**Dataset content**.
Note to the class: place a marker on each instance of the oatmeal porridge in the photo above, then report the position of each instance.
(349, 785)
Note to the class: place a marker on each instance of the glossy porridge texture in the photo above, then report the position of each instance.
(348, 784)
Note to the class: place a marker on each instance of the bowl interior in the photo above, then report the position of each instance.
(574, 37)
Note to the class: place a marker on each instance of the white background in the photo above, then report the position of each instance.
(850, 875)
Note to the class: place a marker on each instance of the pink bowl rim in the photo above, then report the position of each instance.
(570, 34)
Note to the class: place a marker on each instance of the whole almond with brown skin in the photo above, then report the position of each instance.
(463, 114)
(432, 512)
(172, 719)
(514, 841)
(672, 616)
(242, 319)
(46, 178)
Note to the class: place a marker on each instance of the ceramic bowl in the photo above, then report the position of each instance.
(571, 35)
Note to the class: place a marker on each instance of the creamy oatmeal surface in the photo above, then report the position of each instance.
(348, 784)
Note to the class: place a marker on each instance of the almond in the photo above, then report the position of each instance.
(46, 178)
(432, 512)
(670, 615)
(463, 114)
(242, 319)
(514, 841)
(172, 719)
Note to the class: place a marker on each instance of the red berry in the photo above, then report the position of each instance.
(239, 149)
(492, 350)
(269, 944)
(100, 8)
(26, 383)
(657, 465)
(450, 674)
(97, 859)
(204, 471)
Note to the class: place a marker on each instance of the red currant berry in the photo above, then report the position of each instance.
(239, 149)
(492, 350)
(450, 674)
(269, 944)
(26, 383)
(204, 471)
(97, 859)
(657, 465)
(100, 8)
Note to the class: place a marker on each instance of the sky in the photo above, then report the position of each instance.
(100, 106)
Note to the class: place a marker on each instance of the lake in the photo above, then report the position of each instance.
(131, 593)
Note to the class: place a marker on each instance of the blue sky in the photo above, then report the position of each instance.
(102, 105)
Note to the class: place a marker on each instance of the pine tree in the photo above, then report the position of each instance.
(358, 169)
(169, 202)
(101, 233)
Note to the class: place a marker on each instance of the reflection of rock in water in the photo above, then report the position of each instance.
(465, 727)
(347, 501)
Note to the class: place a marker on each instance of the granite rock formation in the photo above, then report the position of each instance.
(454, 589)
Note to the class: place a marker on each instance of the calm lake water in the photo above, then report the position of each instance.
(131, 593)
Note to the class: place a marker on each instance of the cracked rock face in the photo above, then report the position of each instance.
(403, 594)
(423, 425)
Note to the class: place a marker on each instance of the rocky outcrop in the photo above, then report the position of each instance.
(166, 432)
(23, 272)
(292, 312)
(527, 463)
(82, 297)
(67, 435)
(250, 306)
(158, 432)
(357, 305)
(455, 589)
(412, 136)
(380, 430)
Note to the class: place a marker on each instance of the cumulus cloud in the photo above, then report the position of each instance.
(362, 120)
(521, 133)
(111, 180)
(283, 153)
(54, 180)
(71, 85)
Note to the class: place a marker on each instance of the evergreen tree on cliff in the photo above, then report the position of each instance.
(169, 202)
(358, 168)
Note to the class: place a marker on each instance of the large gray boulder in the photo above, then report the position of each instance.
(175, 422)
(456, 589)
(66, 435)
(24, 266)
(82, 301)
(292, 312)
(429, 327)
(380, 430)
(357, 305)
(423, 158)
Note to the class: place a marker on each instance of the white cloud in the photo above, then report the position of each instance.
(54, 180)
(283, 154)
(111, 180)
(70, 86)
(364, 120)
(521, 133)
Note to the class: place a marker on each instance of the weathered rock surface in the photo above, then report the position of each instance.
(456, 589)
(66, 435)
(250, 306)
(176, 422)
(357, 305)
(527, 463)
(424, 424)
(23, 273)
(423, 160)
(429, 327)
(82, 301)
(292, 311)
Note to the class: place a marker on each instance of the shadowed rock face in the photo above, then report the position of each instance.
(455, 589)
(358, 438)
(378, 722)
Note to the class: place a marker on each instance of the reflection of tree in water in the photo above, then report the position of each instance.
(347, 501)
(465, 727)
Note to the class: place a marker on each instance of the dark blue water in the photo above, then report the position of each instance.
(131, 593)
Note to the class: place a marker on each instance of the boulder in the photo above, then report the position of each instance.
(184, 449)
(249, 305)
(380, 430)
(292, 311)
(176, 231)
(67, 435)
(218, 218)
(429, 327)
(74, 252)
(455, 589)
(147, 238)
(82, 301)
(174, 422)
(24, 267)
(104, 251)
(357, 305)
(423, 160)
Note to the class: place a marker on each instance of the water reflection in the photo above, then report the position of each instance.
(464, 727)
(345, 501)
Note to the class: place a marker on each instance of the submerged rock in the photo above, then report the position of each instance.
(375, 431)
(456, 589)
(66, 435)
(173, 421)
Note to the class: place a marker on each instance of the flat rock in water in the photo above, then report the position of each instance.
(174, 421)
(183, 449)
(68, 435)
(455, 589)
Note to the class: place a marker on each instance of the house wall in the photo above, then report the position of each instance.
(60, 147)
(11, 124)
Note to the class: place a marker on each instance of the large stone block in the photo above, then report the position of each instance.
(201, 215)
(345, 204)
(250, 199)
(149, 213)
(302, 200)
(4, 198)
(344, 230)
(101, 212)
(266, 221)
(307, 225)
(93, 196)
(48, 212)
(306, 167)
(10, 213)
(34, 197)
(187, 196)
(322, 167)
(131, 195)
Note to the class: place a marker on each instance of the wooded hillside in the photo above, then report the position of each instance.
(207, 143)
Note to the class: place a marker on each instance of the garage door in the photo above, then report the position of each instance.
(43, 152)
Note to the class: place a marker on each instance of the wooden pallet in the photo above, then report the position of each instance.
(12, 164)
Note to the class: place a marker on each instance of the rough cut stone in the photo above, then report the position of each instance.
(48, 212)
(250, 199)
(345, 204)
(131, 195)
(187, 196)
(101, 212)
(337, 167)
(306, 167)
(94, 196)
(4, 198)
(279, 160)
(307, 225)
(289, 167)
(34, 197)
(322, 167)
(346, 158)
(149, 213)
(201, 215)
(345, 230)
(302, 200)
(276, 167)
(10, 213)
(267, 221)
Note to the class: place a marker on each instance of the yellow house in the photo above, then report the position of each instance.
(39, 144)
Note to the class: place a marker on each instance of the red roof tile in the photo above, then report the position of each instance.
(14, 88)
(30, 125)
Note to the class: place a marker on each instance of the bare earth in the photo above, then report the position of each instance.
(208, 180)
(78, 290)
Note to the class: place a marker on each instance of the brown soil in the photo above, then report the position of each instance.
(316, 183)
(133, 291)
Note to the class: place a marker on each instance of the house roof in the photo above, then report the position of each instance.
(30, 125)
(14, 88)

**Problem description**.
Rewrite all of the entries above with "place a marker" swapped for "put a pin" and nothing else changed.

**Written answer**.
Note to the class: put a pin on each instance of the oatmeal porridge in the photo above, then report the position of each instance.
(349, 785)
Note to the class: put a pin on each instance of the glossy porridge texture in the photo above, then report the position of each instance.
(348, 784)
Note to the class: put a pin on each instance of the bowl interior in the photo above, then report the position of each instance.
(574, 37)
Note to the class: put a pin on each instance of the white background in the photo above, then report the position of each instance.
(850, 875)
Note to the class: put a pin on each instance of the pink bowl rim in the photo above, then report the position of each instance.
(570, 34)
Note to the class: put a pin on each instance of the whole almond with brown skin in the photo above, then report the position of each instance.
(463, 114)
(432, 512)
(172, 719)
(514, 841)
(672, 616)
(242, 319)
(46, 178)
Note to the class: put a pin on each instance of the ceramic bowl in the photo above, then report the position of each instance.
(571, 35)
Note to the class: put a pin on each instance of the creamy oatmeal surface in the photo above, then report the position of each instance.
(348, 784)
Note to the class: put a pin on each instance of the almond in the photo above, then report the position of each instance.
(46, 178)
(432, 512)
(670, 615)
(463, 114)
(242, 319)
(514, 841)
(172, 719)
Note to the class: put a pin on each instance of the red berry in the photo above, then report the position of each instance.
(239, 149)
(492, 350)
(269, 944)
(100, 8)
(26, 383)
(657, 465)
(450, 674)
(97, 859)
(204, 471)
Note to the class: put a pin on each instance of the red currant berry in the photo above, then report the position of each instance.
(239, 149)
(492, 350)
(450, 674)
(269, 944)
(26, 383)
(204, 471)
(97, 859)
(657, 465)
(100, 8)
Note to the class: put a pin on each instance of the sky in the photo above, then report the position of each instance.
(100, 106)
Note to the class: put a pin on each instance of the lake in the photo above, then report the position of each instance.
(131, 593)
Note to the class: put a pin on each instance of the blue sky in the photo above, then report the position of each instance.
(102, 105)
Note to the class: put a pin on each instance of the pine tree in the photo above, then report the position of each instance.
(358, 169)
(169, 202)
(101, 233)
Note to the class: put a pin on each instance of the reflection of rock in water in the photo above, then report the position of each instance.
(465, 727)
(347, 501)
Note to the class: put a pin on each instance of the granite rock formation in the photo above, then report the position of each instance.
(454, 589)
Note to the class: put a pin on each instance of the calm lake water in the photo above, then report the position of each instance.
(131, 593)
Note to the class: put a pin on each instance of the cracked rock face in the photo above, then report the position of each instance.
(403, 594)
(423, 425)
Note to the class: put a pin on each instance of the rocky outcrop in the photo above, then report the position of each instance.
(166, 432)
(23, 272)
(292, 312)
(527, 463)
(82, 297)
(67, 435)
(250, 306)
(158, 432)
(357, 305)
(455, 589)
(412, 136)
(380, 430)
Note to the class: put a pin on each instance of the cumulus cloud in the photo above, then report the position of each instance.
(362, 120)
(521, 133)
(111, 180)
(283, 153)
(54, 180)
(71, 85)
Note to the class: put a pin on each instance of the evergreen tree on cliff in the photo above, then report the position of each instance.
(169, 202)
(358, 168)
Note to the class: put a pin on each instance of the large gray boulder in the photo above, then report the position of each instance.
(175, 422)
(456, 589)
(66, 435)
(24, 266)
(82, 301)
(292, 312)
(429, 327)
(380, 430)
(357, 305)
(423, 158)
Note to the class: put a pin on each instance of the white cloud in the photo above, then report the position of each instance.
(54, 180)
(283, 154)
(111, 180)
(70, 86)
(364, 120)
(521, 133)
Note to the class: put a pin on each instance of the weathered rock surface in the photo above, then report the position of each instance.
(456, 589)
(66, 435)
(250, 306)
(176, 422)
(357, 305)
(527, 463)
(424, 424)
(23, 273)
(423, 160)
(429, 327)
(82, 301)
(292, 311)
Note to the class: put a pin on each instance of the shadowed rock face in the photo above, then report the position of each instance.
(455, 589)
(358, 438)
(378, 722)
Note to the class: put a pin on each instance of the reflection of tree in water in the photo above, then report the position of each instance.
(347, 501)
(465, 727)
Note to the class: put a pin on each instance of the dark blue water in the photo above, then report the position of each instance.
(131, 593)
Note to the class: put a pin on each instance of the boulder in the photo above, then report the position of each instance.
(184, 449)
(249, 305)
(380, 430)
(292, 311)
(176, 231)
(67, 435)
(218, 218)
(429, 327)
(74, 252)
(455, 589)
(147, 238)
(82, 301)
(174, 422)
(24, 267)
(104, 251)
(357, 305)
(423, 160)
Note to the class: put a pin on each instance of the water reflection in the photo above, then report the position of each instance.
(464, 727)
(345, 501)
Note to the class: put a pin on each instance of the submerged rock in the photo above, then report the position of each instance.
(375, 431)
(456, 589)
(66, 435)
(173, 421)
Note to the class: put a pin on each instance of the flat rock in water in the photo above, then report the position of each instance.
(174, 421)
(183, 449)
(68, 435)
(455, 589)
Note to the class: put a pin on each instance of the house wall in the photo above, then report the position of each instance.
(60, 147)
(11, 124)
Note to the class: put a pin on each instance of the large stone block in the photo above, then report the position of each instance.
(201, 215)
(345, 204)
(250, 199)
(149, 213)
(302, 200)
(4, 198)
(344, 230)
(101, 212)
(266, 221)
(307, 225)
(93, 196)
(48, 212)
(306, 167)
(10, 213)
(34, 197)
(187, 196)
(322, 167)
(131, 195)
Note to the class: put a pin on each instance of the wooded hillside in the photo above, then report the position of each instance.
(207, 143)
Note to the class: put a pin on each instance of the garage door in the photo above, then report the position of each instance.
(43, 152)
Note to the class: put a pin on each instance of the wooden pallet in the photo above, then report the position of each instance.
(12, 164)
Note to the class: put a pin on each instance of the rough cut stone in the photo above, then report the position of each instance.
(48, 212)
(250, 199)
(345, 204)
(131, 195)
(187, 196)
(101, 212)
(337, 167)
(306, 167)
(94, 196)
(4, 198)
(279, 160)
(307, 225)
(289, 167)
(34, 197)
(322, 167)
(346, 158)
(149, 213)
(201, 215)
(345, 230)
(302, 200)
(276, 167)
(10, 213)
(267, 221)
Note to the class: put a pin on each instance of the yellow house in the photo above, then report the position of each instance.
(39, 144)
Note to the class: put a pin on each instance of the red roof tile in the photo above, then report the position of each instance.
(14, 88)
(30, 125)
Note to the class: put a pin on each instance of the bare earth in the photo above, then report the position of each instance.
(208, 180)
(78, 290)
Note to the class: put a pin on each instance of the brown soil in the photo above, then report the position of each instance.
(316, 183)
(133, 291)
Note to the class: put a pin on each instance of the house roof in the photo above, then report the position of each instance.
(30, 125)
(14, 88)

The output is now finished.